SOURCE TEXT
%%

JULY 12 — The Secretary General of the Ministry of Finance is confident that the budget objective of bringing down the Federal deficit to three per cent of GDP can be achieved.
That is good news. However, let us also note that this achievement will not only be the result of the steady GDP growth and the commendable revenue collection, but also because of the austerity measures that have been introduced on the operating expenditures of almost all ministries. Since the expenditures on civil service salaries and pensions cannot be cut and payments on interest charges and statutory grants to state governments must be honoured, the entire cuts have had to fall on discretionary budget items like travelling, entertainment, purchases of office supplies, maintenance of public buildings and other expenditures of a recurrent nature. The Treasury has pruned down a lot of the unnecessary expenditures in its prudent management of the Federal government budget. The officers have done a good job of spring cleaning.
On the other hand, we are hearing a lot of complaints from the sectors that have to take the heaviest cuts. I have been told by friends that university budgets have been slashed quite heavily to the extent that their research projects, especially those involving partnerships with foreign universities and research institutions have to be aborted as they do not have enough allocations to pay their share of the costs like hiring of contract research staff or paying the air fare of the foreign professors involved in the project.

%%

DIRECTIONS
Answer the following from the budget commentary above:
(a) To what share of GDP does the Secretary General of the Ministry of Finance expect the Federal deficit to be reduced?
(b) Which two expenditures does the commentary say cannot be cut?
(c) Which university research projects, in particular, does the commentary say have had to be aborted?

DATASET CONTENT
%%

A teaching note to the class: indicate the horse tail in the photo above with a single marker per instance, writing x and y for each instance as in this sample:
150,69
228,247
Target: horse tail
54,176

%%

WRITTEN SOLUTION
(a) Three percent of GDP.
(b) Civil service salaries and pensions.
(c) Those involving partnerships with foreign universities and research institutions.